- Short problem -
Pull out every line of the records below and write each one again unchanged.

- Records shown -
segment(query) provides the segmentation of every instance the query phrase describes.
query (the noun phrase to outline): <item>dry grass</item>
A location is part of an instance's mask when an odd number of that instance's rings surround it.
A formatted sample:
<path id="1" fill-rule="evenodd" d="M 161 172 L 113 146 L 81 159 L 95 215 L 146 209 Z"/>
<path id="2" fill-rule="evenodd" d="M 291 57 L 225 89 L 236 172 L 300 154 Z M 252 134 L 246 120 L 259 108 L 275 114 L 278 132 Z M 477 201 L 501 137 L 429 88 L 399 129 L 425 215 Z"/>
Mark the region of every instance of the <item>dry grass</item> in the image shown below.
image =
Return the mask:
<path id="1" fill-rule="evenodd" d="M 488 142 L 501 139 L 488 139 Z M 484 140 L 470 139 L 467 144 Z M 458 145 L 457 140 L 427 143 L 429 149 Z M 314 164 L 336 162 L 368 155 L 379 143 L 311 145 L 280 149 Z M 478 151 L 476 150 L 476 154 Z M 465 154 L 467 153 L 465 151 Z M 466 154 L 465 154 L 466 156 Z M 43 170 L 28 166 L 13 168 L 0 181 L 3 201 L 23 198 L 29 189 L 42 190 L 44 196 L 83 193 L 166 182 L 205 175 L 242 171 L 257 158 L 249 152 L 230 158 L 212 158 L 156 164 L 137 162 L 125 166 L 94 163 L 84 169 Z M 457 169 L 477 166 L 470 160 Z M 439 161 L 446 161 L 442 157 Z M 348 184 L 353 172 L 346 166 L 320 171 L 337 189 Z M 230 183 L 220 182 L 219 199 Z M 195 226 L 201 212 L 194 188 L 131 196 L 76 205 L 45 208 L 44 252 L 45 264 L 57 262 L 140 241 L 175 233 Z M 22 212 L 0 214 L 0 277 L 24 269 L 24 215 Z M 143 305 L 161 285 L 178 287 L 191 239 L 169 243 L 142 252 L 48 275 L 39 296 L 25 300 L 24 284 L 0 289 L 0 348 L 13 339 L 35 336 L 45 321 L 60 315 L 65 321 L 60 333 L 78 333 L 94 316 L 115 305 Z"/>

- Task result -
segment(query) provides the segmentation of every instance the query phrase describes.
query (the noun phrase to outline): <item>dry grass</item>
A location is part of an instance's mask when an odd number of that instance's rings surround it.
A formatted sample:
<path id="1" fill-rule="evenodd" d="M 161 172 L 113 146 L 81 159 L 95 215 L 146 209 Z"/>
<path id="2" fill-rule="evenodd" d="M 291 57 L 225 89 L 236 172 L 300 154 Z M 252 134 L 246 120 L 259 108 L 275 114 L 278 132 Z M 477 201 L 501 137 L 429 88 L 399 129 L 425 215 Z"/>
Mark the region of every instance of the <item>dry grass</item> in the image shown below.
image =
Return the mask:
<path id="1" fill-rule="evenodd" d="M 488 142 L 501 139 L 488 139 Z M 484 140 L 470 139 L 467 144 Z M 458 145 L 457 140 L 427 143 L 429 149 Z M 314 164 L 336 162 L 368 155 L 379 143 L 311 145 L 280 149 Z M 478 151 L 476 150 L 476 154 Z M 465 154 L 467 153 L 465 151 Z M 466 154 L 465 154 L 466 156 Z M 43 170 L 28 166 L 13 168 L 0 181 L 3 201 L 23 198 L 29 189 L 42 190 L 44 196 L 83 193 L 166 182 L 205 175 L 242 171 L 257 158 L 249 152 L 230 158 L 212 158 L 156 164 L 137 162 L 125 166 L 94 163 L 84 169 Z M 457 169 L 477 166 L 470 160 Z M 439 161 L 446 161 L 442 157 Z M 348 184 L 353 172 L 346 166 L 320 171 L 337 189 Z M 230 183 L 220 182 L 219 199 Z M 195 226 L 201 212 L 194 188 L 131 196 L 76 205 L 45 208 L 44 252 L 45 264 L 57 262 L 140 241 L 175 233 Z M 22 212 L 0 214 L 0 277 L 24 269 L 24 215 Z M 143 305 L 161 285 L 178 287 L 191 239 L 169 243 L 142 252 L 48 275 L 39 296 L 25 300 L 24 284 L 0 289 L 0 348 L 13 339 L 35 336 L 45 321 L 60 315 L 65 321 L 60 333 L 78 333 L 94 316 L 115 305 Z"/>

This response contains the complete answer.